* Begin PROVIDED DATA *

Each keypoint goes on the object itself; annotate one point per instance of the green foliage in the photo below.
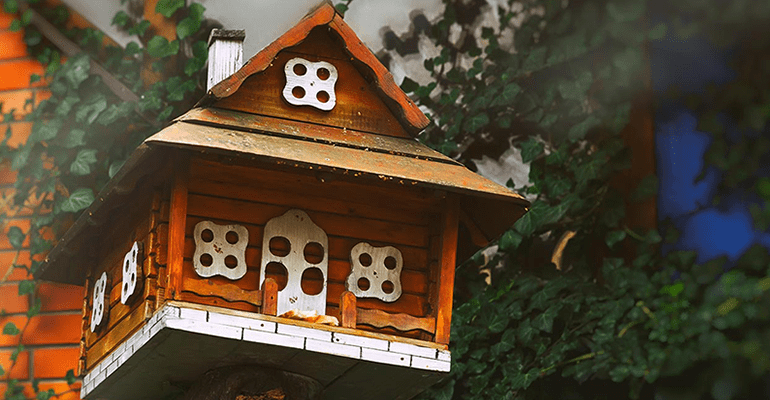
(620, 319)
(84, 132)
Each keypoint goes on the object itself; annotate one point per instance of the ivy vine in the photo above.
(84, 132)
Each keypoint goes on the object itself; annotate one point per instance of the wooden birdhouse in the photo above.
(289, 221)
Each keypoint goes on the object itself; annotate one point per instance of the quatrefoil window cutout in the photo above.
(220, 250)
(310, 83)
(99, 307)
(131, 273)
(375, 272)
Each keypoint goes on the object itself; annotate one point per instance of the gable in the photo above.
(358, 106)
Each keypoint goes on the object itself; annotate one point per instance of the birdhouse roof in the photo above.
(326, 18)
(367, 136)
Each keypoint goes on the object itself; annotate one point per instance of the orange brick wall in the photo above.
(51, 338)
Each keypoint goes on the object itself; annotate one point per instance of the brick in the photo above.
(20, 369)
(385, 357)
(405, 348)
(10, 301)
(58, 297)
(305, 332)
(333, 348)
(12, 45)
(5, 21)
(54, 363)
(16, 73)
(63, 390)
(53, 329)
(6, 259)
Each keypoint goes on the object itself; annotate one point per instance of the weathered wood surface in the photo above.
(322, 20)
(176, 225)
(447, 274)
(359, 332)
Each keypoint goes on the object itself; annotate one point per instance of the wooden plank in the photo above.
(447, 271)
(269, 297)
(118, 335)
(300, 182)
(177, 220)
(332, 224)
(415, 259)
(401, 322)
(264, 194)
(225, 291)
(348, 316)
(328, 328)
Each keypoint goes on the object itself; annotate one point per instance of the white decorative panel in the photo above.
(375, 272)
(131, 273)
(100, 306)
(310, 83)
(308, 248)
(220, 250)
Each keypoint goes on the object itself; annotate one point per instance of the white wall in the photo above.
(266, 20)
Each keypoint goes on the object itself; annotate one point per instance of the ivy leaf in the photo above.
(90, 110)
(160, 47)
(46, 130)
(578, 131)
(10, 329)
(531, 149)
(510, 240)
(115, 167)
(120, 19)
(16, 237)
(522, 381)
(476, 122)
(191, 24)
(82, 164)
(167, 8)
(614, 237)
(544, 320)
(75, 138)
(26, 287)
(80, 199)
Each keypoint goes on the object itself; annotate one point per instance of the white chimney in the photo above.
(225, 54)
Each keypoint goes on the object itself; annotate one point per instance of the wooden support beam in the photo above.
(270, 297)
(348, 310)
(176, 225)
(447, 268)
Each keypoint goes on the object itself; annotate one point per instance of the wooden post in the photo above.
(348, 310)
(447, 267)
(176, 225)
(270, 297)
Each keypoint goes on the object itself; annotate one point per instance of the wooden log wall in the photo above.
(348, 212)
(145, 221)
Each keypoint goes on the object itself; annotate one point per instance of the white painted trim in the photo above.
(270, 333)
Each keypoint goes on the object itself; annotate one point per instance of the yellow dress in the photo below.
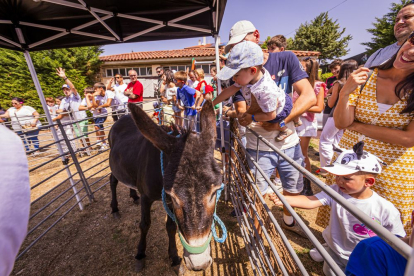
(396, 182)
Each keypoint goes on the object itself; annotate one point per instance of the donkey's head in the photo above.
(191, 178)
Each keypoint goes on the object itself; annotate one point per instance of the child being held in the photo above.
(244, 64)
(355, 172)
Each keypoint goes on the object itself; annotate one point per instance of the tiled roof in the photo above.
(182, 53)
(197, 52)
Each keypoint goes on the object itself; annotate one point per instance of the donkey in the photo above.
(191, 179)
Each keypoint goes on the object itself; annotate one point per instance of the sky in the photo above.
(273, 17)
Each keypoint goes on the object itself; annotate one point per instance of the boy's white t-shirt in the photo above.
(345, 231)
(268, 95)
(100, 100)
(192, 84)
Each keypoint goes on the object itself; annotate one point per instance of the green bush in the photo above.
(325, 76)
(81, 65)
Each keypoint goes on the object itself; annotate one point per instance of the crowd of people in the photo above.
(366, 147)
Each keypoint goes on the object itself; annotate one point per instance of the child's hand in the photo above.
(273, 197)
(245, 119)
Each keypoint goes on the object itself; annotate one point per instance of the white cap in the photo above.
(244, 55)
(356, 160)
(238, 32)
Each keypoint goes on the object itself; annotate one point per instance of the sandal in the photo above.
(283, 135)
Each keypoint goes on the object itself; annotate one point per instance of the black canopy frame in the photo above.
(33, 25)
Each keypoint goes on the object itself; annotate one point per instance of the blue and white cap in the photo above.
(355, 160)
(244, 55)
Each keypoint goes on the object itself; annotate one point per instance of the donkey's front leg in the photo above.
(144, 226)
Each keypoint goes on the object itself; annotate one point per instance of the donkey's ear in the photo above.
(151, 131)
(208, 122)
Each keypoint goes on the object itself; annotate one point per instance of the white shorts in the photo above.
(307, 129)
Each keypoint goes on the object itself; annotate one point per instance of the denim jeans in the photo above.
(29, 138)
(292, 180)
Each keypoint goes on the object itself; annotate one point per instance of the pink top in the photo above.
(318, 85)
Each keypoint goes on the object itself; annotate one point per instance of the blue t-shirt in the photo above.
(186, 95)
(374, 256)
(285, 69)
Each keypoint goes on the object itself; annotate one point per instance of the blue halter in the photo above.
(216, 219)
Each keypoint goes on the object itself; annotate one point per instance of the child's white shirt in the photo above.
(345, 231)
(268, 95)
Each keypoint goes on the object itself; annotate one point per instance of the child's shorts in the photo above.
(99, 122)
(285, 112)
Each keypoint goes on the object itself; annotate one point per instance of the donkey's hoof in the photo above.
(139, 265)
(180, 269)
(116, 215)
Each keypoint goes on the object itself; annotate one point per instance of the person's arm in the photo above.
(334, 96)
(36, 118)
(225, 94)
(300, 201)
(344, 111)
(403, 138)
(306, 99)
(320, 102)
(5, 115)
(61, 73)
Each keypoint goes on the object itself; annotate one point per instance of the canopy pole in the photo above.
(223, 148)
(50, 121)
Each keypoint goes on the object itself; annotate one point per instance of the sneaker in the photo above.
(283, 135)
(295, 228)
(315, 255)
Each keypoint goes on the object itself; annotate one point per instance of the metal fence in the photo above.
(66, 171)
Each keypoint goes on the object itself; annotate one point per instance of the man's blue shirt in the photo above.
(186, 95)
(285, 69)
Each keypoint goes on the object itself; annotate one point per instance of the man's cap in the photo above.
(238, 32)
(244, 55)
(355, 160)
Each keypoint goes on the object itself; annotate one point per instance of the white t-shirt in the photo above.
(100, 100)
(119, 93)
(192, 84)
(69, 104)
(345, 231)
(268, 95)
(22, 117)
(114, 102)
(170, 92)
(289, 142)
(14, 198)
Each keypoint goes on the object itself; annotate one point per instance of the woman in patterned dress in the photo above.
(382, 115)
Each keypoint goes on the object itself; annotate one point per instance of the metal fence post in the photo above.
(76, 162)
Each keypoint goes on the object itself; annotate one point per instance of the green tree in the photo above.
(383, 31)
(81, 65)
(324, 35)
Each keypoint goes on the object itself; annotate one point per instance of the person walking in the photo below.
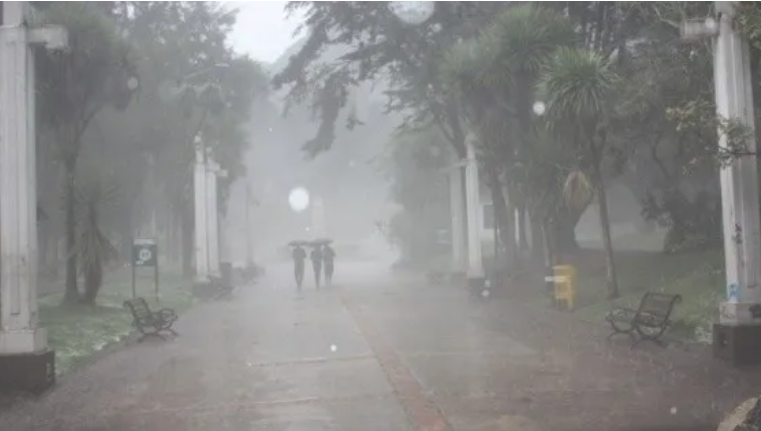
(328, 255)
(316, 257)
(299, 256)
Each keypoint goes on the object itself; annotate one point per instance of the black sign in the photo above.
(144, 253)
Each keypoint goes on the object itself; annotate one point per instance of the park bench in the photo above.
(646, 323)
(150, 323)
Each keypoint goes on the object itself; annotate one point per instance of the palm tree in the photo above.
(579, 88)
(495, 75)
(75, 85)
(93, 249)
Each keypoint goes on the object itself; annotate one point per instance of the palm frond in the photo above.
(522, 39)
(576, 85)
(577, 190)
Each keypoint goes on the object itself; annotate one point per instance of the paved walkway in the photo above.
(377, 353)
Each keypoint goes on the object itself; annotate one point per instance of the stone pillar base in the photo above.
(476, 282)
(27, 372)
(737, 344)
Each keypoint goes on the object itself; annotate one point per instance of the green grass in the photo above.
(697, 277)
(76, 332)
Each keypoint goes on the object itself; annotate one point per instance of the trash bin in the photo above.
(565, 285)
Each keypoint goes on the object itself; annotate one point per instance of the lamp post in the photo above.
(25, 360)
(739, 318)
(212, 212)
(172, 91)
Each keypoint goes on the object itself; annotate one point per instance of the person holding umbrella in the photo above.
(299, 256)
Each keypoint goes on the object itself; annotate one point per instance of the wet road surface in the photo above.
(377, 352)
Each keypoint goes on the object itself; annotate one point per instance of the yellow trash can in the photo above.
(565, 285)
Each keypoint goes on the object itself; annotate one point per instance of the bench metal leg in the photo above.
(150, 334)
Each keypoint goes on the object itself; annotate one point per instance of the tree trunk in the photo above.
(71, 294)
(612, 279)
(563, 230)
(538, 241)
(502, 218)
(93, 283)
(523, 213)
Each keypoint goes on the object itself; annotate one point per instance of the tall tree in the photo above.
(76, 84)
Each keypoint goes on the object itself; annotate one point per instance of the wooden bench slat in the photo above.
(148, 322)
(648, 322)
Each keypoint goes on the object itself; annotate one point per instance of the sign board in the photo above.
(145, 253)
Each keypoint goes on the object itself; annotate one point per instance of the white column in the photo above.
(212, 214)
(19, 333)
(457, 211)
(201, 224)
(739, 181)
(473, 209)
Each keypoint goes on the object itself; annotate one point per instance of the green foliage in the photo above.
(576, 85)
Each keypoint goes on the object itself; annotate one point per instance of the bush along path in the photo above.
(78, 332)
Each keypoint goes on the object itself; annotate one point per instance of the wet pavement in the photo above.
(378, 352)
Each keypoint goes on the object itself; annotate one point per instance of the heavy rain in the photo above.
(379, 216)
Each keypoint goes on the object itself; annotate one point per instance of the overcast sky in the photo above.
(262, 30)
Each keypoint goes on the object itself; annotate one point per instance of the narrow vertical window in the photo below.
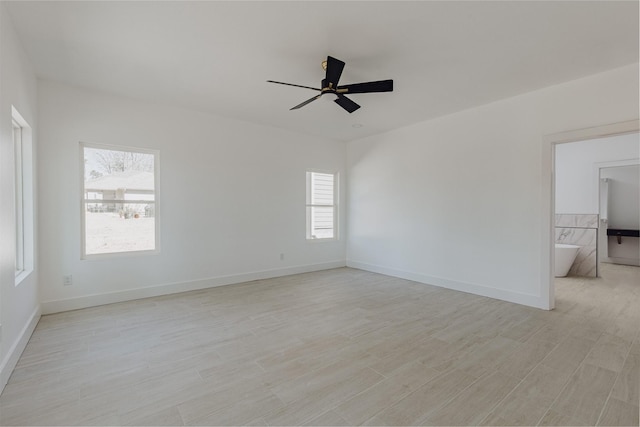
(321, 205)
(119, 205)
(23, 196)
(19, 195)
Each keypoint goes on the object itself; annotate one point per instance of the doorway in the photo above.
(550, 145)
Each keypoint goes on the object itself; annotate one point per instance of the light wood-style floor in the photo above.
(337, 347)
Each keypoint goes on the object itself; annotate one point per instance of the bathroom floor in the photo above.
(338, 347)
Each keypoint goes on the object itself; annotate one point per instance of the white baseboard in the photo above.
(11, 359)
(57, 306)
(471, 288)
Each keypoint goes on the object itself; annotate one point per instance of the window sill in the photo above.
(21, 275)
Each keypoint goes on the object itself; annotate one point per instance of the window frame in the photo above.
(310, 206)
(83, 202)
(21, 135)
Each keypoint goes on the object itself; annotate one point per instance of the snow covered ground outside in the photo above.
(108, 232)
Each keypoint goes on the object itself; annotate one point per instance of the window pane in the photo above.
(129, 229)
(119, 201)
(321, 222)
(19, 196)
(321, 189)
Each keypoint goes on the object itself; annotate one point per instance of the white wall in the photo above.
(232, 198)
(461, 201)
(19, 307)
(577, 170)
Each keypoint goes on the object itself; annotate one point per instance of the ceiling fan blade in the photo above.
(346, 103)
(291, 84)
(379, 86)
(308, 101)
(334, 71)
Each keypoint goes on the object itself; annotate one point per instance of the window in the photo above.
(321, 205)
(19, 196)
(119, 202)
(23, 195)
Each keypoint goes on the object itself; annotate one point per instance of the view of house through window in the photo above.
(119, 200)
(321, 205)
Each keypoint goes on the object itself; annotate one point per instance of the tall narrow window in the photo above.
(321, 205)
(23, 196)
(19, 195)
(119, 208)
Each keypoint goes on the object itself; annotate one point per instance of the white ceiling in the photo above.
(216, 56)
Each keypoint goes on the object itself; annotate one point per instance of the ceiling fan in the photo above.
(329, 84)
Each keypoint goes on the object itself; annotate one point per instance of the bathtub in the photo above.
(565, 256)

* End PROVIDED DATA *

▶ _WHAT TO DO_
Extract the lines above from the one containing "pane in the photo above." to the last line, both included, exactly as written.

▶ _TASK RESULT_
Each keypoint goes on the object itself; annotate one point per instance of the window pane in the photo above.
(129, 229)
(119, 201)
(321, 222)
(19, 196)
(321, 189)
Each keypoint goes on the object itself; annotate one point per instance of the white wall in the photo above.
(232, 198)
(461, 201)
(19, 307)
(577, 170)
Each keypoint goes on the object itself; annotate one point per instance of the ceiling fan blade in the photo above.
(346, 103)
(291, 84)
(379, 86)
(308, 101)
(334, 71)
Each keypoint goes on the object itself; annotate one point per instance of the window in the photo above.
(321, 205)
(19, 196)
(119, 202)
(23, 195)
Each keypoint goes on the object itself; annotate one point per instance of the view of house through window in the photo above.
(119, 200)
(321, 205)
Each keypoint goes on the object itself; annotate one point per instance of the tall narrow window in the photo above.
(321, 205)
(23, 196)
(19, 195)
(119, 208)
Each keypoint goes on the object itself; annotate one point per instance of the white ceiling in the photo above.
(216, 56)
Each keypoint goes on the object itself; annotate one point per instance of the ceiling fan in the photo above.
(329, 84)
Each keypoint goes on the object itself; annotate one point per instance of the bathtub in the photo above.
(565, 256)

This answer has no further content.